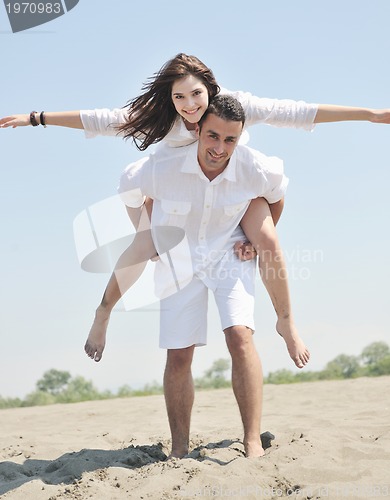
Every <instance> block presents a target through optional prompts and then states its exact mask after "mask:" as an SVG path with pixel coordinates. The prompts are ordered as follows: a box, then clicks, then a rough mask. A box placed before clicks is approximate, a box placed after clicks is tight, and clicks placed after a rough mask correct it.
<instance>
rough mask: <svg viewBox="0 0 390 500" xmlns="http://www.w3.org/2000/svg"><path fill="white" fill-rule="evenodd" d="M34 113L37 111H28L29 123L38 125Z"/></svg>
mask: <svg viewBox="0 0 390 500" xmlns="http://www.w3.org/2000/svg"><path fill="white" fill-rule="evenodd" d="M35 113H37V111H31V113H30V123H31V125H32V126H33V127H38V125H39V123H38V122H37V119H36V117H35Z"/></svg>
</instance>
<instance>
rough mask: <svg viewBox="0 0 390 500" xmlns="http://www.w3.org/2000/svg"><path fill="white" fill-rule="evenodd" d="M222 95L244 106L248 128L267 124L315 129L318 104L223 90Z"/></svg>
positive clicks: (268, 124) (305, 129) (247, 93)
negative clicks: (261, 123)
mask: <svg viewBox="0 0 390 500" xmlns="http://www.w3.org/2000/svg"><path fill="white" fill-rule="evenodd" d="M221 94H229V95H232V96H233V97H235V98H236V99H237V100H238V101H240V103H241V104H242V106H243V108H244V111H245V116H246V122H245V125H246V126H250V125H255V124H256V123H265V124H267V125H273V126H275V127H291V128H302V129H304V130H308V131H311V130H313V129H314V127H315V123H314V119H315V117H316V114H317V111H318V104H309V103H306V102H305V101H294V100H291V99H269V98H265V97H256V96H254V95H252V94H251V93H250V92H241V91H230V90H226V89H221Z"/></svg>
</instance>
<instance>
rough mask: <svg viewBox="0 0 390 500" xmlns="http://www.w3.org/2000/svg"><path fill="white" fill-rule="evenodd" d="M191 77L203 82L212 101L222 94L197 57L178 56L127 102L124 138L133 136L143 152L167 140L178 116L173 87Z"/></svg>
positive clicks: (209, 70) (119, 131) (121, 126)
mask: <svg viewBox="0 0 390 500" xmlns="http://www.w3.org/2000/svg"><path fill="white" fill-rule="evenodd" d="M189 75H193V76H194V77H196V78H199V80H201V81H202V83H203V84H204V85H205V86H206V88H207V91H208V94H209V100H210V99H211V98H213V97H214V96H215V95H217V94H218V93H219V91H220V88H219V86H218V84H217V82H216V80H215V78H214V75H213V72H212V71H211V69H209V68H208V67H207V66H206V65H205V64H203V63H202V61H200V60H199V59H198V58H197V57H195V56H188V55H186V54H182V53H181V54H178V55H177V56H175V57H174V58H173V59H171V60H170V61H168V62H167V63H165V64H164V66H163V67H162V68H161V69H160V71H158V72H157V73H155V75H154V76H153V77H151V78H149V80H150V81H149V82H148V83H146V84H145V85H144V86H143V88H142V90H143V93H142V94H141V95H140V96H138V97H136V98H135V99H133V100H131V101H129V102H128V104H127V105H126V107H127V108H128V120H127V122H126V123H124V124H123V125H120V126H119V127H118V132H119V133H120V134H122V135H123V136H124V137H125V139H128V138H130V137H131V138H132V139H133V141H134V144H135V145H136V146H137V148H138V149H139V150H140V151H144V150H145V149H146V148H147V147H148V146H150V145H151V144H156V143H157V142H160V141H161V140H162V139H164V137H165V136H166V135H167V134H168V132H169V131H170V130H171V128H172V126H173V124H174V122H175V120H176V116H177V111H176V109H175V106H174V105H173V102H172V96H171V92H172V85H173V83H174V82H175V81H176V80H178V79H180V78H184V77H186V76H189Z"/></svg>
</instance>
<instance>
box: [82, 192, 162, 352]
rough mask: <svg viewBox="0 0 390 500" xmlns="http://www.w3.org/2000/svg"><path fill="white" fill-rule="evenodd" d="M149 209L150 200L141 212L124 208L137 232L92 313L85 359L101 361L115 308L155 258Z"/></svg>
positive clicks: (149, 207) (111, 275)
mask: <svg viewBox="0 0 390 500" xmlns="http://www.w3.org/2000/svg"><path fill="white" fill-rule="evenodd" d="M152 207H153V200H150V199H147V200H146V201H145V205H144V206H143V207H141V208H137V209H134V208H129V207H127V212H128V215H129V217H130V219H131V221H132V223H133V224H134V227H136V228H137V234H136V235H135V237H134V241H133V242H132V244H131V245H130V246H129V248H128V249H127V250H125V251H124V252H123V254H122V255H121V256H120V257H119V259H118V262H117V263H116V266H115V269H114V272H113V273H112V275H111V277H110V280H109V282H108V284H107V287H106V289H105V291H104V294H103V298H102V301H101V303H100V304H99V306H98V308H97V309H96V313H95V319H94V322H93V324H92V327H91V330H90V332H89V335H88V338H87V341H86V343H85V346H84V350H85V352H86V353H87V355H88V356H89V357H90V358H91V359H93V360H95V361H100V360H101V359H102V353H103V350H104V347H105V343H106V333H107V327H108V323H109V320H110V315H111V312H112V310H113V308H114V307H115V304H116V303H117V302H118V301H119V299H120V298H121V297H122V295H124V294H125V293H126V292H127V290H128V289H129V288H130V287H131V286H132V285H133V284H134V283H135V282H136V281H137V280H138V278H139V277H140V276H141V274H142V272H143V270H144V269H145V266H146V263H147V261H148V260H149V259H151V258H153V257H155V256H156V249H155V247H154V244H153V240H152V237H151V233H150V231H149V229H150V216H151V211H152Z"/></svg>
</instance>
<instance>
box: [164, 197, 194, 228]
mask: <svg viewBox="0 0 390 500" xmlns="http://www.w3.org/2000/svg"><path fill="white" fill-rule="evenodd" d="M161 210H162V212H163V214H164V224H166V225H167V226H175V227H181V228H184V226H185V223H186V222H187V218H188V214H189V213H190V211H191V202H190V201H174V200H161Z"/></svg>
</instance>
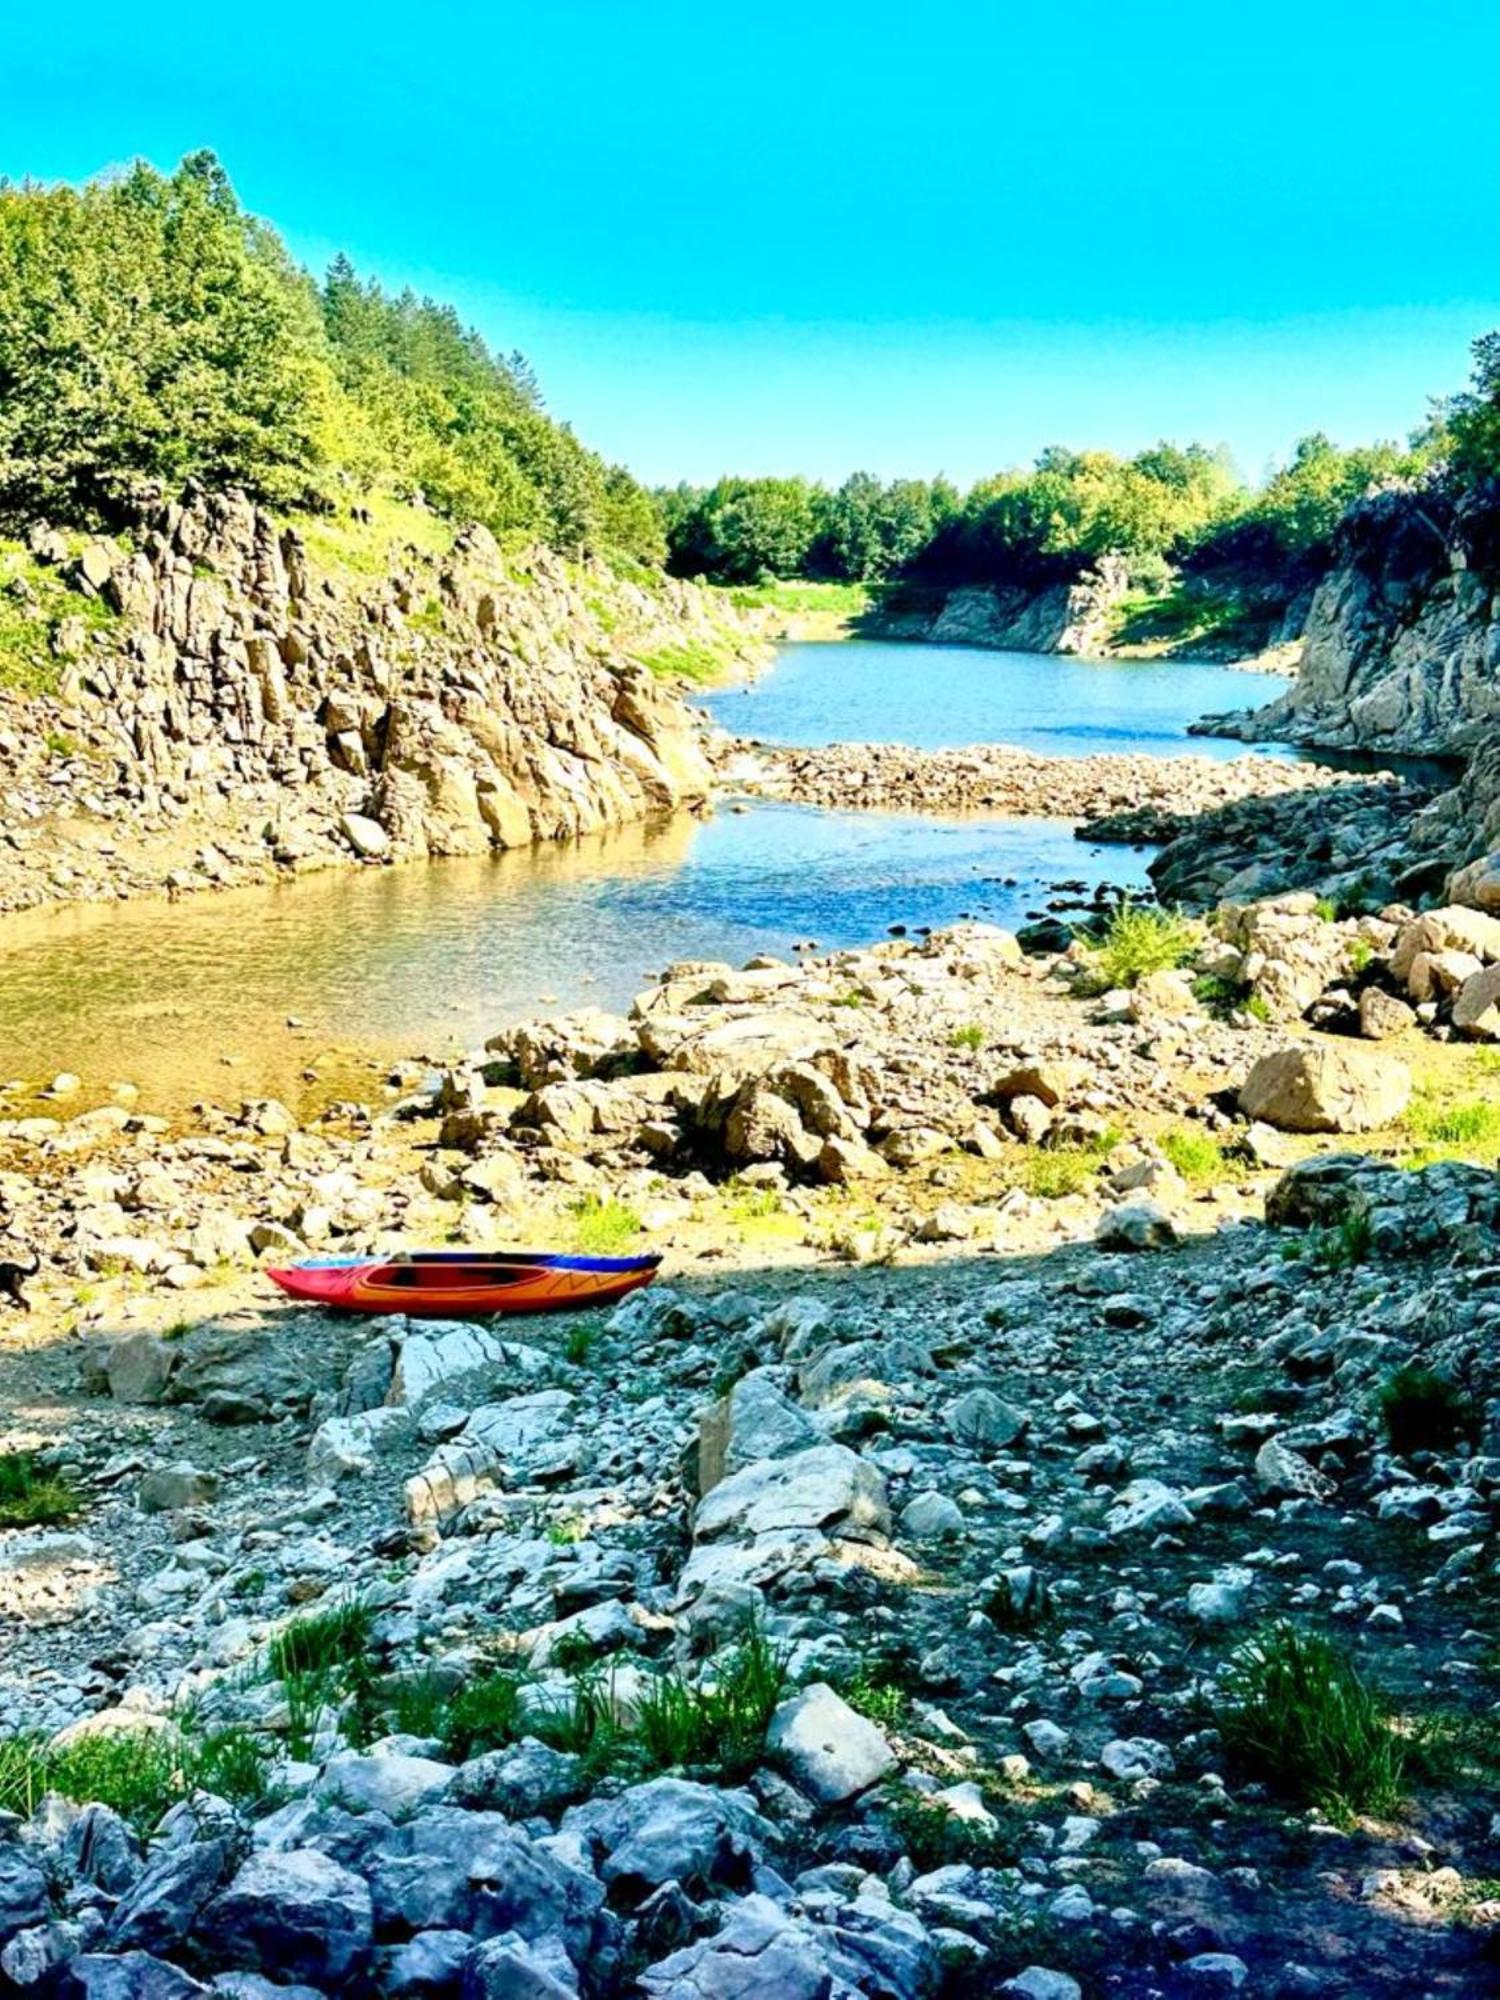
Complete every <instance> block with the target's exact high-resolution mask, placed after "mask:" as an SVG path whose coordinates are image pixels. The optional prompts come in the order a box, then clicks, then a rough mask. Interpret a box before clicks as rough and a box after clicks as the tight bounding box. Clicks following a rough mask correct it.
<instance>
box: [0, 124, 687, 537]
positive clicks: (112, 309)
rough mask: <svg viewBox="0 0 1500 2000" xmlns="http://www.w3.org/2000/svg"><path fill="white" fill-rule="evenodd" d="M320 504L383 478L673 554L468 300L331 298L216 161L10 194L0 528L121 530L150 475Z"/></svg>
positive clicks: (178, 483)
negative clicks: (460, 300)
mask: <svg viewBox="0 0 1500 2000" xmlns="http://www.w3.org/2000/svg"><path fill="white" fill-rule="evenodd" d="M188 478H200V480H206V482H210V484H218V486H244V488H246V490H250V492H252V494H256V496H258V498H262V500H268V502H272V504H280V506H292V508H296V506H302V508H318V506H328V504H334V502H338V500H340V498H346V496H350V494H358V492H364V490H368V488H370V486H374V484H376V482H384V484H388V486H392V488H394V490H396V492H404V494H408V496H416V494H420V496H422V498H424V500H426V502H430V504H432V506H434V508H438V510H442V512H446V514H452V516H456V518H468V520H480V522H484V524H486V526H488V528H492V530H494V532H496V534H508V532H520V534H528V536H538V538H542V540H546V542H550V544H552V546H556V548H560V550H570V552H580V550H590V548H612V550H620V552H624V554H628V556H634V558H638V560H648V562H660V560H662V558H664V554H666V544H664V536H662V524H660V510H658V508H656V504H654V502H652V498H650V496H648V494H646V492H644V490H642V488H640V486H638V484H636V480H634V478H632V476H630V474H628V472H626V470H624V468H620V466H608V464H604V460H602V458H600V456H598V454H596V452H590V450H588V448H586V446H584V444H580V442H578V438H576V436H574V434H572V430H568V426H566V424H560V422H556V420H554V418H552V416H548V412H546V410H544V406H542V398H540V394H538V386H536V378H534V376H532V372H530V368H528V366H526V362H524V360H522V358H520V356H514V354H512V356H498V354H492V352H490V348H488V346H486V342H484V340H482V338H480V336H478V334H476V332H472V330H468V328H464V326H462V322H460V320H458V314H456V312H454V310H452V306H440V304H434V302H432V300H426V298H416V296H414V294H412V292H402V294H396V296H392V294H388V292H384V290H382V288H380V286H378V284H374V282H370V280H360V276H358V274H356V272H354V268H352V264H350V262H348V258H338V260H336V262H334V266H332V268H330V272H328V276H326V280H324V282H322V284H318V282H316V280H314V278H310V276H308V274H306V272H304V270H300V268H298V266H296V264H294V260H292V258H290V254H288V250H286V246H284V244H282V240H280V236H278V234H276V232H274V230H272V228H268V226H266V224H264V222H258V220H256V218H254V216H248V214H246V212H244V210H242V208H240V202H238V200H236V196H234V190H232V186H230V182H228V176H226V174H224V168H222V166H220V164H218V160H216V158H214V156H212V154H210V152H198V154H190V156H188V158H186V160H182V164H180V166H178V170H176V172H174V174H158V172H156V170H154V168H150V166H146V164H136V166H132V168H130V170H128V172H124V174H120V176H108V178H100V180H92V182H86V184H84V186H80V188H72V186H38V184H30V182H26V184H0V514H2V516H6V518H8V520H12V522H14V520H30V518H36V516H44V518H50V520H60V522H88V524H98V522H108V520H110V518H112V516H116V514H118V510H120V508H122V506H124V504H126V502H128V496H130V494H132V490H136V488H138V486H140V484H142V482H146V480H150V482H162V484H166V486H168V488H176V486H180V484H182V482H184V480H188Z"/></svg>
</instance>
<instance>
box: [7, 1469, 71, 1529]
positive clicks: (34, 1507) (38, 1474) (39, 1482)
mask: <svg viewBox="0 0 1500 2000" xmlns="http://www.w3.org/2000/svg"><path fill="white" fill-rule="evenodd" d="M80 1510H82V1502H80V1498H78V1494H76V1492H74V1490H72V1486H70V1484H68V1480H66V1478H64V1476H62V1474H60V1472H48V1470H46V1468H44V1466H40V1464H38V1460H36V1452H0V1528H56V1526H58V1522H66V1520H76V1516H78V1512H80Z"/></svg>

WORK TO BE COMPLETED:
Would you copy, unchanged, the stretch of the records above that begins at the line containing "positive clicks: (268, 124)" and ends at the line containing "77L203 82L212 101L222", and only that?

ANSWER BOX:
positive clicks: (268, 124) (305, 129) (247, 93)
negative clicks: (261, 123)
mask: <svg viewBox="0 0 390 500" xmlns="http://www.w3.org/2000/svg"><path fill="white" fill-rule="evenodd" d="M221 94H229V95H232V96H233V97H235V98H236V99H237V100H238V101H240V103H241V104H242V106H243V108H244V111H245V116H246V122H245V125H246V126H250V125H255V124H256V123H265V124H267V125H273V126H275V127H291V128H302V129H304V130H308V131H311V130H313V129H314V127H315V123H314V119H315V117H316V114H317V111H318V104H309V103H306V102H305V101H294V100H291V99H269V98H265V97H256V96H254V95H252V94H251V93H250V92H241V91H230V90H226V89H221Z"/></svg>
</instance>
<instance>
rough mask: <svg viewBox="0 0 390 500" xmlns="http://www.w3.org/2000/svg"><path fill="white" fill-rule="evenodd" d="M191 77L203 82L212 101L222 94L197 57L178 56L127 102L124 138L133 136L143 152L167 140L178 116L173 87Z"/></svg>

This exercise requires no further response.